▶ **SOURCE DOCUMENT**
________________________
[openstack-dev] [Ironic][Keystone] Move drivers credentials to Keystone

Devananda van der Veen devananda.vdv at gmail.com
Wed Mar 26 19:02:44 UTC 2014


I haven't gotten to my email back log yet, but want to point out that I
agree with everything Robert just said. I also raised these concerns on the
original ceilometer BP, which is what gave rise to all the work in ironic
that Haomeng has been doing (on the linked ironic BP) to expose these
metrics for ceilometer to consume.

Typing quickly on a mobile,
Deva
On Mar 26, 2014 11:34 AM, "Robert Collins" <robertc at robertcollins.net>
wrote:

> On 27 March 2014 06:28, Eoghan Glynn <eglynn at redhat.com> wrote:
> >
> >
> >> On 3/25/2014 1:50 PM, Matt Wagner wrote:
> >> > This would argue to me that the easiest thing for Ceilometer might be
> >> > to query us for IPMI stats, if the credential store is pluggable.
> >> > "Fetch these bare metal statistics" doesn't seem too off-course for
> >> > Ironic to me. The alternative is that Ceilometer and Ironic would both
> >> > have to be configured for the same pluggable credential store.
> >>
> >> There is already a blueprint with a proposed patch here for Ironic to do
> >> the querying:
> >> https://blueprints.launchpad.net/ironic/+spec/send-data-to-ceilometer.
> >
> > Yes, so I guess there are two fundamentally different approaches that
> > could be taken here:
> >
> > 1. ironic controls the cadence of IPMI polling, emitting notifications
> >    at whatever frequency it decides, carrying whatever level of
> >    detail/formatting it deems appropriate, which are then consumed by
> >    ceilometer which massages these provided data into usable samples
> >
> > 2. ceilometer acquires the IPMI credentials either via ironic or
> >    directly from keystone/barbican, before calling out over IPMI at
> >    whatever cadence it wants and transforming these raw data into
> >    usable samples
> >
> > IIUC approach #1 is envisaged by the ironic BP[1].
________________________
[Source data]

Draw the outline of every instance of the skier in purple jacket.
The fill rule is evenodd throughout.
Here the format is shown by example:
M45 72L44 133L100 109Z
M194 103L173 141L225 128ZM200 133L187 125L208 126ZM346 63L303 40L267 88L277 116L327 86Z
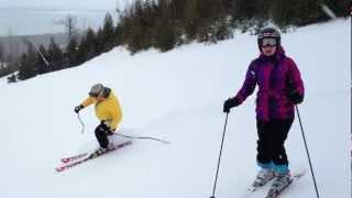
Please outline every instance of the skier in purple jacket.
M263 186L275 178L273 188L279 190L290 179L284 143L294 122L295 105L302 102L305 88L295 62L285 55L277 30L263 29L257 45L260 57L250 64L242 88L224 102L223 112L241 105L258 86L256 161L261 170L253 186Z

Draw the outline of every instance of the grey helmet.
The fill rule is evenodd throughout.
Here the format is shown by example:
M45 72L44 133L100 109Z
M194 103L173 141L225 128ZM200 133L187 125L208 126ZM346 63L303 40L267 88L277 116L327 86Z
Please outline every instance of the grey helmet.
M105 87L102 84L96 84L90 88L89 96L98 97L103 90Z
M280 45L282 36L280 36L279 32L274 28L265 28L265 29L261 30L261 32L257 34L257 46L260 47L260 50L263 44L264 37L276 38L276 45L277 46Z

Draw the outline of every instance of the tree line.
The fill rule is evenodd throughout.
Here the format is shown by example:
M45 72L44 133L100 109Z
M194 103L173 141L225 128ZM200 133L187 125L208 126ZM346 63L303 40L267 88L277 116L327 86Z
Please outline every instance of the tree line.
M135 0L123 10L117 9L116 24L108 13L98 31L88 29L84 36L73 36L65 48L53 38L47 48L41 45L38 51L48 65L29 44L18 61L18 79L75 67L120 45L131 54L151 47L166 52L194 41L228 40L234 30L256 34L268 23L285 31L323 22L330 19L321 9L323 4L337 16L350 14L349 0Z

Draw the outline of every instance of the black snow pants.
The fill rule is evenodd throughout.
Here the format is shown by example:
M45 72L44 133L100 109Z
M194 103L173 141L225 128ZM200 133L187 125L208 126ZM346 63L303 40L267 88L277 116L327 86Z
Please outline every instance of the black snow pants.
M294 118L256 120L258 135L256 160L260 164L288 165L284 144L293 122Z

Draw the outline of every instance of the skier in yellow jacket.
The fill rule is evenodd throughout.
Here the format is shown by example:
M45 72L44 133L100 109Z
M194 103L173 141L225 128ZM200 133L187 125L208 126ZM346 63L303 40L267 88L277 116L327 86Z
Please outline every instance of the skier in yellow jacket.
M100 124L96 128L96 138L100 148L97 152L105 152L113 148L113 144L109 143L109 135L112 135L122 119L122 111L118 98L110 88L101 84L94 85L89 91L89 97L79 106L75 107L78 113L81 109L95 103L96 116L100 120Z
________________________
▶ **TASK REQUIREMENTS**
[1] In the mailing list post, who sent the message dated Wed Mar 26 19:02:44 UTC 2014?
[2] List every person the mailing list post names as the author of a message, whether sent or quoted.

▶ **THE RESPONSES**
[1] Devananda van der Veen

[2] Devananda van der Veen, Robert Collins, Eoghan Glynn, Matt Wagner